» Exercise
Duplicate the records verbatim, from their first line through the line containing "point(664, 215)", with that line included.

» Task data
----------------

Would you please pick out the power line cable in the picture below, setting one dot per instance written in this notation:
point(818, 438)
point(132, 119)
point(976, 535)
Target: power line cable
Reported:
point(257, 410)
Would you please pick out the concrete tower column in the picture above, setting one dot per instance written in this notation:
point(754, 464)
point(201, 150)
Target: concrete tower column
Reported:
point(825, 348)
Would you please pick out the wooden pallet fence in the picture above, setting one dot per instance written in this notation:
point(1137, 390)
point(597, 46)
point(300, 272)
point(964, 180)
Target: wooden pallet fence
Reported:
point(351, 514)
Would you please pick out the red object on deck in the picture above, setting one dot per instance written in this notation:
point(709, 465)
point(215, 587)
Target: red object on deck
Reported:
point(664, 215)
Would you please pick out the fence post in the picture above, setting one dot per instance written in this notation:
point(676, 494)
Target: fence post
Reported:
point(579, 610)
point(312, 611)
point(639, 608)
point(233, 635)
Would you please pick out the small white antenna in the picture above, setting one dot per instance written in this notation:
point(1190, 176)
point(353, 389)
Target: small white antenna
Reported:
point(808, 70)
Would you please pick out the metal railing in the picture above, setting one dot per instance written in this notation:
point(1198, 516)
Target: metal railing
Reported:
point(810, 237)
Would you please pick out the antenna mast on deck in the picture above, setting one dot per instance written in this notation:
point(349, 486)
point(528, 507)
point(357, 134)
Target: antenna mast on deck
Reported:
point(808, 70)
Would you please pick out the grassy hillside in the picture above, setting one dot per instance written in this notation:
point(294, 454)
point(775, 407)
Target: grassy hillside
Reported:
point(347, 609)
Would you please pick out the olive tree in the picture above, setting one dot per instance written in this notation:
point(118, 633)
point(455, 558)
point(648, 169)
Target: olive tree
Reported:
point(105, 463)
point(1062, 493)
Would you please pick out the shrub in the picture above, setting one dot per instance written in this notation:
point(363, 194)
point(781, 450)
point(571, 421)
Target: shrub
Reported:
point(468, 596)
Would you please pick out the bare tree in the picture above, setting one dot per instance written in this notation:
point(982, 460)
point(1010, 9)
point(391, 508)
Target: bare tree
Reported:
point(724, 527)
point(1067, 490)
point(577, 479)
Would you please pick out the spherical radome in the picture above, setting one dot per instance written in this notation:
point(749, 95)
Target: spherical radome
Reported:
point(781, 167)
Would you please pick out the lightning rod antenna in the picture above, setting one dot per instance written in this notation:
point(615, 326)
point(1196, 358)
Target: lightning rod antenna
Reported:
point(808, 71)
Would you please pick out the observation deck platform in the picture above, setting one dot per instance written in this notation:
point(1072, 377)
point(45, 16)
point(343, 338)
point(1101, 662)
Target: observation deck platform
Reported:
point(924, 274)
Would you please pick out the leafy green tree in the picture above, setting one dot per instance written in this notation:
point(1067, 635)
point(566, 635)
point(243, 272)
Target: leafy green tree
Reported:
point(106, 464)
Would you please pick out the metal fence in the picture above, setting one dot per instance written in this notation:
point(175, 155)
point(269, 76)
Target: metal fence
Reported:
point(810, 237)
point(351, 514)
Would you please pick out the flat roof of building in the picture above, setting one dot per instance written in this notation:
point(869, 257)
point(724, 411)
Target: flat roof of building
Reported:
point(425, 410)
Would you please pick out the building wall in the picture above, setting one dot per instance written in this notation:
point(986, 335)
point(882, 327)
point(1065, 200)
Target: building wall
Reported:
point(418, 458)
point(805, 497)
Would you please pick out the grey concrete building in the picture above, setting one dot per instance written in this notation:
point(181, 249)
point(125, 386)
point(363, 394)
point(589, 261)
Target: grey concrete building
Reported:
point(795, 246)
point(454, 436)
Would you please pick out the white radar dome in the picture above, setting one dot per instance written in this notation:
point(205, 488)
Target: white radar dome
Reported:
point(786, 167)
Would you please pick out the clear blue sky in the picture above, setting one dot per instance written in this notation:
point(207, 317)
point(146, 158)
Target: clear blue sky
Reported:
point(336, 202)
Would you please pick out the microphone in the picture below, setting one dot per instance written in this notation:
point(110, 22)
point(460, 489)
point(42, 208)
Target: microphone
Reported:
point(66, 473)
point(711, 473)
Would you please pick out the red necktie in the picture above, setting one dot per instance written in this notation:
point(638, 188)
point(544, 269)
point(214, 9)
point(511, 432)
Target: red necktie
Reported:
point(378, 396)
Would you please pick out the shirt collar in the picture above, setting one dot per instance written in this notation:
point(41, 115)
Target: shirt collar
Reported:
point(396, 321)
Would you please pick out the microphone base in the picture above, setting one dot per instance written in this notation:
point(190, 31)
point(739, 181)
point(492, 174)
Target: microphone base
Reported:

----------------

» Finished task
Would you please pick out the power line cable in the picture below, setting one dot per instance written in this notation:
point(818, 438)
point(132, 119)
point(976, 535)
Target: power line cable
Reported:
point(257, 410)
Would you please pick out the concrete tower column in the picture above, setting one dot per instance written in this notation:
point(754, 464)
point(201, 150)
Target: concrete tower column
Reported:
point(825, 348)
Would you please pick out the wooden pallet fence in the picture above, setting one dot per instance written in this notation:
point(1137, 390)
point(597, 46)
point(300, 272)
point(964, 180)
Target: wooden pallet fence
Reported:
point(351, 514)
Would you please pick out the red object on deck in the picture above, setting one dot per instance written in this notation:
point(709, 465)
point(215, 587)
Target: red object on deck
Reported:
point(664, 215)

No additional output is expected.